GIVEN ENTRIES:
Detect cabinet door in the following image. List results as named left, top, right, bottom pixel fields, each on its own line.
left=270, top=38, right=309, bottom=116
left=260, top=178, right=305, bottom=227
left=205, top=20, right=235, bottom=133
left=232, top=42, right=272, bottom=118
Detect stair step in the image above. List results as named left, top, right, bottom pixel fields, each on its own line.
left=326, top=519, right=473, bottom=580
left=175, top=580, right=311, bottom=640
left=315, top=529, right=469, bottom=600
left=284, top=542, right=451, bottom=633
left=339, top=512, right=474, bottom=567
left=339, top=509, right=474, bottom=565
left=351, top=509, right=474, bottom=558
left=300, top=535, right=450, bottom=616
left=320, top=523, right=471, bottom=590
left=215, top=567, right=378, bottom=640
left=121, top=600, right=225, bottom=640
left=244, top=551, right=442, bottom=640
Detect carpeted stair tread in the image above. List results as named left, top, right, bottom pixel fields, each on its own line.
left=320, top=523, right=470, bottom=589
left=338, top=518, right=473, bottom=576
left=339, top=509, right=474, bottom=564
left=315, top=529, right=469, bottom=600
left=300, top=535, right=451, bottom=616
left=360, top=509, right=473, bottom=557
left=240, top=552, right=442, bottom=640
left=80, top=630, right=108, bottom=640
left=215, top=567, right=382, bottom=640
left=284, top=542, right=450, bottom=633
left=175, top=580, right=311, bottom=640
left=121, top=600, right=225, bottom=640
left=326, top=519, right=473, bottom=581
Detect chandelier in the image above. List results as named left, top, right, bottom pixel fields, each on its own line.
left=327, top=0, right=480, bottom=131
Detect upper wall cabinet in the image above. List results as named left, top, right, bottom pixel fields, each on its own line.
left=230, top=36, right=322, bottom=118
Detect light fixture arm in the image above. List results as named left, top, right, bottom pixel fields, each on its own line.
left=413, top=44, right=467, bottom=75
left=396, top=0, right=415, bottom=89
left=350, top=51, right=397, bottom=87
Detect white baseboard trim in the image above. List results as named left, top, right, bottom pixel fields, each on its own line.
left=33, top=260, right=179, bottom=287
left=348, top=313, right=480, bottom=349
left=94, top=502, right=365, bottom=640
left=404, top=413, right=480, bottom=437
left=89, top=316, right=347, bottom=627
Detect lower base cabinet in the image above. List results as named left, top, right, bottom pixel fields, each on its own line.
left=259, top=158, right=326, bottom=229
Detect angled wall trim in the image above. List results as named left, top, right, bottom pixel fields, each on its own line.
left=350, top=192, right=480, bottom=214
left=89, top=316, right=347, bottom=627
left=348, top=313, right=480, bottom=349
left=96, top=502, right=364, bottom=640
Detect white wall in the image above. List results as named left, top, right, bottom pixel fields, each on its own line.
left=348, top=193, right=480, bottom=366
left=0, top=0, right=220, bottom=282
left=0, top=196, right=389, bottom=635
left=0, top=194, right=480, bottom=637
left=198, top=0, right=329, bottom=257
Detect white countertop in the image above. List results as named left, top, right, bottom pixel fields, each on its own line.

WHAT THIS TASK INVOLVES:
Please rescale the listing starting at the line containing "Detect carpeted stair" and ending at the line containing "left=230, top=36, right=322, bottom=118", reproducing only those lines and keeping the ones without boxes unchanged. Multiply every box coordinate by 0.75 and round to whole numbers, with halves rounded up.

ANSWER IN FULL:
Detect carpeted stair tread in the image above. List results as named left, top, right, bottom pixel fields, each on its own line.
left=240, top=392, right=353, bottom=442
left=254, top=389, right=355, bottom=432
left=254, top=382, right=356, bottom=423
left=236, top=397, right=352, bottom=450
left=225, top=401, right=338, bottom=462
left=270, top=382, right=355, bottom=418
left=180, top=414, right=332, bottom=480
left=60, top=473, right=81, bottom=480
left=161, top=425, right=287, bottom=480
left=213, top=407, right=338, bottom=475
left=131, top=435, right=233, bottom=480
left=91, top=450, right=169, bottom=480
left=245, top=389, right=355, bottom=436
Detect chandelier in the image above. List results as named left, top, right, bottom pixel fields, each on its own line.
left=245, top=0, right=360, bottom=98
Detect upper wall cabinet in the image above. List results as named left, top, right, bottom pixel fields, each on its own line.
left=173, top=27, right=242, bottom=89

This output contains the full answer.